How to complete this task: Your task is to repeat the entries exactly from their first line through the line with "345, row 42", and to stop there.

* * *

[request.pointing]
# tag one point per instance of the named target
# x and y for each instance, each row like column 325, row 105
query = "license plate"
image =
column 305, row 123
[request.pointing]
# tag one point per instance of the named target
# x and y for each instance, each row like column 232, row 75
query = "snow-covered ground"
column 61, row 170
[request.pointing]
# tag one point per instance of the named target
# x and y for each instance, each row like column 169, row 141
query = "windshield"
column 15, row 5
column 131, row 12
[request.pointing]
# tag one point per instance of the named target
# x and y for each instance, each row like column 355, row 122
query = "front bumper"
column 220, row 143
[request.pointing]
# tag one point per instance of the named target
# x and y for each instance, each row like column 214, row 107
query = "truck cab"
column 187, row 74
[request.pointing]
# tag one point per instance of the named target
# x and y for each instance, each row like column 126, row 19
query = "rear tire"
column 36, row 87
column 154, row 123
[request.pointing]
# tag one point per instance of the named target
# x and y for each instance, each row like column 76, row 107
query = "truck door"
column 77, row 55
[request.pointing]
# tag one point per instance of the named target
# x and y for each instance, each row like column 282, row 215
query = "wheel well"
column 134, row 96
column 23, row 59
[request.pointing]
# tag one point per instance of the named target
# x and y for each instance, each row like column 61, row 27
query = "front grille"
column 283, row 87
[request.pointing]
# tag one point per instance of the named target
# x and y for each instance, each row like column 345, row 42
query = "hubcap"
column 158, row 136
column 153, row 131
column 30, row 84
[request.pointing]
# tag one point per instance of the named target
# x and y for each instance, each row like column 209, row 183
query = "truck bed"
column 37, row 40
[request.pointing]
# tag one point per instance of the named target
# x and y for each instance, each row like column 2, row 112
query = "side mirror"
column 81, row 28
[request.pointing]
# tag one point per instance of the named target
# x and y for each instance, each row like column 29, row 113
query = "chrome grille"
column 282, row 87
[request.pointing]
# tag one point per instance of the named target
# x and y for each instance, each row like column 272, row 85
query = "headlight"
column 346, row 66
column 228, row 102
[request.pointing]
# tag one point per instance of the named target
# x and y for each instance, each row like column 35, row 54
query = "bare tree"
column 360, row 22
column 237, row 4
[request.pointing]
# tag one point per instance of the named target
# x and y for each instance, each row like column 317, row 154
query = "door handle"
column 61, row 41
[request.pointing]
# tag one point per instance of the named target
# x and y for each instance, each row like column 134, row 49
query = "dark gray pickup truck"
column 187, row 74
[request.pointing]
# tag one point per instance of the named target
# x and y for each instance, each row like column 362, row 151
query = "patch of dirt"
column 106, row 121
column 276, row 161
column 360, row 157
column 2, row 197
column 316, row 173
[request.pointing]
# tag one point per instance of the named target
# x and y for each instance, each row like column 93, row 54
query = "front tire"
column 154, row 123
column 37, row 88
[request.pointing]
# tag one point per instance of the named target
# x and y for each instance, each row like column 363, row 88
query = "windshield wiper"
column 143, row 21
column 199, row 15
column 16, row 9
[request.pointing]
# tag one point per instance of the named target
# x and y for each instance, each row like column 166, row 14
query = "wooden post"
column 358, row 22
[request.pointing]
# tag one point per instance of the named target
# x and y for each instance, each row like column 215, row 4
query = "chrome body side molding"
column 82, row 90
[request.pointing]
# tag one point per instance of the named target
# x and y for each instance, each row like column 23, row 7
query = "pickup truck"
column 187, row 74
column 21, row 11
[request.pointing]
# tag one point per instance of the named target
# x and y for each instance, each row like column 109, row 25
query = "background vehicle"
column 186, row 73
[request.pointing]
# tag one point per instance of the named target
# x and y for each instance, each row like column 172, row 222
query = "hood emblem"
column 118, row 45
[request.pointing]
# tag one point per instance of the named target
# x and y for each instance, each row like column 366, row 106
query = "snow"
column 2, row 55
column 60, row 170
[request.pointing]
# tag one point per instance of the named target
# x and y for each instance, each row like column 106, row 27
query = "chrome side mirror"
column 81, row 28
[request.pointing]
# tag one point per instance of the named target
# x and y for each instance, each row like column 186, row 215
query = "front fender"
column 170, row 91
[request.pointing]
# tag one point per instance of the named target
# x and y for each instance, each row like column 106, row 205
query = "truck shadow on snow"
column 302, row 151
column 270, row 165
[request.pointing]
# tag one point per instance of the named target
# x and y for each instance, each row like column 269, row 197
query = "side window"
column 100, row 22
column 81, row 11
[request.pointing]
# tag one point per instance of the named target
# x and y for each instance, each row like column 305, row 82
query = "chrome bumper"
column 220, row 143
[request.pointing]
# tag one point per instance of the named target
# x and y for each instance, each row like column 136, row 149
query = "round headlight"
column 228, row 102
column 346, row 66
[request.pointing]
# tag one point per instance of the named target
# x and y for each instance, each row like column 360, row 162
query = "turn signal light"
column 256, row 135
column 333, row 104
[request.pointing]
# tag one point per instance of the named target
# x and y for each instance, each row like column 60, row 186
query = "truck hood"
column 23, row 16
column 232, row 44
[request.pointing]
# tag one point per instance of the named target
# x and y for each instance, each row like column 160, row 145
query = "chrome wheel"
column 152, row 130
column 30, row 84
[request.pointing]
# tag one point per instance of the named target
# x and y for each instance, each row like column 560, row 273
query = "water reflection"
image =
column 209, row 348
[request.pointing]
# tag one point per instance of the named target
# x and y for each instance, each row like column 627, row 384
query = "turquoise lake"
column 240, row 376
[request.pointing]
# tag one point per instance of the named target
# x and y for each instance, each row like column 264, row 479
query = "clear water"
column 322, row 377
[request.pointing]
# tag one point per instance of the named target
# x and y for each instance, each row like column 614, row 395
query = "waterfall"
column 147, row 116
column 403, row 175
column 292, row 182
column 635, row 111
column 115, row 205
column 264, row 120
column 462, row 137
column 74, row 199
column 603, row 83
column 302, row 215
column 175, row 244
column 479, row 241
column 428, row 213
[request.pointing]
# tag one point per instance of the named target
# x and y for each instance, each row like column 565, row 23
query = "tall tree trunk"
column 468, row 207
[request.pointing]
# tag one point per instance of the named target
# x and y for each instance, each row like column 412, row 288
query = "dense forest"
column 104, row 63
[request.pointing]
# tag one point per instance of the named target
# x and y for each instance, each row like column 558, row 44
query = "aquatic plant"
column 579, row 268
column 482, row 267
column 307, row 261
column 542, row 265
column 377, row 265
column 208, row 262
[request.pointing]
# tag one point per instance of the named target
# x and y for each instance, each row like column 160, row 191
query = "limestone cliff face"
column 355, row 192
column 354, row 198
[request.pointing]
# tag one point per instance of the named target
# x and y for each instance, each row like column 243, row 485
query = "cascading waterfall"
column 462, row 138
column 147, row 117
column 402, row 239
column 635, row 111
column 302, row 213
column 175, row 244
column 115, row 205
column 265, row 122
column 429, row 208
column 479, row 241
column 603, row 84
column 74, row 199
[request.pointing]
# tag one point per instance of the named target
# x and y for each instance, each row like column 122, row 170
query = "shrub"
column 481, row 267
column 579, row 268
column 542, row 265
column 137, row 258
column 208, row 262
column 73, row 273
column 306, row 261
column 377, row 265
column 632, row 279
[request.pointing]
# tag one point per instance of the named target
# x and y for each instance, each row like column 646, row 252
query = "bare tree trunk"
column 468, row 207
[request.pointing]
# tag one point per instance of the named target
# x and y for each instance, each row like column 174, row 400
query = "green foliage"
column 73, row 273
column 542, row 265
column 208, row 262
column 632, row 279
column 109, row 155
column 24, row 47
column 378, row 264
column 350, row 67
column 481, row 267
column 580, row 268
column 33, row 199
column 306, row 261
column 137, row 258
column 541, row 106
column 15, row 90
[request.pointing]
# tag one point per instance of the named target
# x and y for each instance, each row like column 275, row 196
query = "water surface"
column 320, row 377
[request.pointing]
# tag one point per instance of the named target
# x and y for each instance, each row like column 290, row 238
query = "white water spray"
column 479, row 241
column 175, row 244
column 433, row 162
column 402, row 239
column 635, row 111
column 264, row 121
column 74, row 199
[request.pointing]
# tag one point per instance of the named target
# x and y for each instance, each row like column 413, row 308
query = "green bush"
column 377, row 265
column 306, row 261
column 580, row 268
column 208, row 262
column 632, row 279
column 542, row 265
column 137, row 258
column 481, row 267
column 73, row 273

* * *

Answer to this problem:
[request.pointing]
# tag one point per instance of the named target
# x and y for each instance, each row like column 325, row 105
query = "license plate"
image =
column 305, row 123
[request.pointing]
# tag one point per instance of the named target
# x and y for each instance, each row like column 232, row 75
query = "snow-covered ground"
column 61, row 170
[request.pointing]
# tag one point per instance of the named target
# x and y for each instance, each row like column 169, row 141
query = "windshield"
column 15, row 5
column 131, row 12
[request.pointing]
# tag one point per instance of the named target
# x and y for each instance, each row like column 355, row 122
query = "front bumper"
column 220, row 143
[request.pointing]
# tag one point per instance of the named target
# x and y for each instance, each row like column 214, row 107
query = "truck cab"
column 187, row 74
[request.pointing]
# tag one point per instance of the named target
# x and y for each instance, each row like column 126, row 19
query = "rear tire"
column 36, row 87
column 154, row 123
[request.pointing]
# tag one point per instance of the named target
# x and y for each instance, each row like column 76, row 107
query = "truck door"
column 77, row 55
[request.pointing]
# tag one point per instance of the named target
# x and y for each instance, each row like column 282, row 215
query = "wheel well"
column 134, row 96
column 23, row 59
[request.pointing]
# tag one point per instance of the named target
# x and y for each instance, each row like column 61, row 27
query = "front grille"
column 283, row 87
[request.pointing]
# tag one point per instance of the named target
# x and y for each instance, each row like column 345, row 42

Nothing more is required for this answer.